**DATA ENTRIES**
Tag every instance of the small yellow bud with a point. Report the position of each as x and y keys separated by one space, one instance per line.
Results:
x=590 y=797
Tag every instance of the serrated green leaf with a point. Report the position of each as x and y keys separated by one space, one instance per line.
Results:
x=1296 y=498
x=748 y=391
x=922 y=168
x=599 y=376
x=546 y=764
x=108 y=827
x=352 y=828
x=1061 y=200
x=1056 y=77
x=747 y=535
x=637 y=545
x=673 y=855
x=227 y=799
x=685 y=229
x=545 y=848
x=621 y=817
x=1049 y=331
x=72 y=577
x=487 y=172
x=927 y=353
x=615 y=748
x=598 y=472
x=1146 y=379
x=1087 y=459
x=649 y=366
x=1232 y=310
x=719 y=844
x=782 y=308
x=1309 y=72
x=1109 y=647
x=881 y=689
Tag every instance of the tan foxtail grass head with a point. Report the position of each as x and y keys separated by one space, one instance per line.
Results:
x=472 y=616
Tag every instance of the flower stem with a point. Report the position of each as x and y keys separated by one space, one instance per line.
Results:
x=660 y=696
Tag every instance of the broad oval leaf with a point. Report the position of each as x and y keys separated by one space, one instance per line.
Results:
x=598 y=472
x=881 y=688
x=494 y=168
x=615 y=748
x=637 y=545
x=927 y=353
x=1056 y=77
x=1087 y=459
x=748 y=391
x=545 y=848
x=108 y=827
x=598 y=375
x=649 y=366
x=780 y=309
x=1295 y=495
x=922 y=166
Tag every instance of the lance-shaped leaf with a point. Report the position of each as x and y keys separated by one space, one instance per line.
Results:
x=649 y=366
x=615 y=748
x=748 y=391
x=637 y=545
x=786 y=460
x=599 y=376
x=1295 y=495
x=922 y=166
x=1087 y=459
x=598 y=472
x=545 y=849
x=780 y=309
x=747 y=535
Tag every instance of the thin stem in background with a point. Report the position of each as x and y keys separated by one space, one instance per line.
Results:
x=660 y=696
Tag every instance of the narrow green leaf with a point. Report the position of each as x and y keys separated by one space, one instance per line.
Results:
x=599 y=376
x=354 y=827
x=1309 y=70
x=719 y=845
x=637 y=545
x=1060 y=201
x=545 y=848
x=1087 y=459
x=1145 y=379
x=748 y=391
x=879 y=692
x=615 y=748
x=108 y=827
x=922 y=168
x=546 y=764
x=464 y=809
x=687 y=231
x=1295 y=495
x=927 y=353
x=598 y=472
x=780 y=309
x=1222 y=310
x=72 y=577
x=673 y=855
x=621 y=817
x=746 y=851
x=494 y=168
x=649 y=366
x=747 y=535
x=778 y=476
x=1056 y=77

**BRIEF**
Please reproduce the entire listing, exactly as shown.

**FINAL ANSWER**
Tag every instance of the small yellow bud with a point. Report the position of each as x and y keys separated by one space, one instance per line.
Results:
x=590 y=797
Tag every instance of the serrated green leaf with a point. Report the position of each as x and y keys separated by one space, one instance per line.
Results:
x=1296 y=498
x=748 y=391
x=922 y=168
x=599 y=376
x=546 y=764
x=108 y=827
x=352 y=828
x=1061 y=200
x=1056 y=77
x=747 y=535
x=637 y=545
x=673 y=855
x=227 y=799
x=685 y=229
x=545 y=848
x=621 y=817
x=1049 y=331
x=72 y=577
x=487 y=172
x=927 y=353
x=615 y=748
x=598 y=472
x=1146 y=379
x=1087 y=459
x=649 y=366
x=1232 y=310
x=719 y=844
x=782 y=308
x=1309 y=72
x=1109 y=647
x=881 y=689
Tag every instance of the tan foxtail grass head with a point. Report the position of each as x and y keys separated by one space, one instance per line.
Results:
x=472 y=616
Tag every instance of the flower stem with a point. Report the position of each as x and y keys separated by one space, one instance per line.
Results:
x=660 y=696
Tag every instance of the broad oval leaf with a point. Report the position of each as x and y keys separated by one space, one instance per line.
Results:
x=598 y=472
x=881 y=688
x=494 y=168
x=615 y=748
x=637 y=545
x=927 y=353
x=1056 y=77
x=1087 y=459
x=748 y=391
x=545 y=848
x=108 y=827
x=598 y=375
x=649 y=366
x=780 y=309
x=1295 y=495
x=922 y=166
Tag every instance of the lance-shaped leaf with a point. Report the position of each as x and y keys separated by one space, one instance per line.
Results:
x=649 y=366
x=615 y=748
x=748 y=391
x=637 y=545
x=786 y=460
x=599 y=376
x=1295 y=495
x=922 y=166
x=1087 y=459
x=598 y=472
x=545 y=849
x=780 y=309
x=747 y=535
Tag every instance of the thin stem in background with a point. Report the position of each as x and y keys separated by one space, one instance per line.
Results:
x=660 y=696
Tag every instance of the narrow green leaf with a point. Report the position of each as x and y keys separated by one space, one instance per line.
Results:
x=599 y=376
x=354 y=827
x=1309 y=70
x=719 y=845
x=637 y=545
x=1060 y=201
x=545 y=848
x=1087 y=459
x=1145 y=379
x=748 y=391
x=879 y=692
x=615 y=748
x=108 y=827
x=922 y=168
x=546 y=764
x=464 y=809
x=687 y=231
x=1295 y=495
x=927 y=353
x=598 y=472
x=780 y=309
x=1222 y=310
x=72 y=577
x=673 y=855
x=621 y=817
x=746 y=851
x=494 y=168
x=649 y=366
x=747 y=535
x=778 y=476
x=1056 y=77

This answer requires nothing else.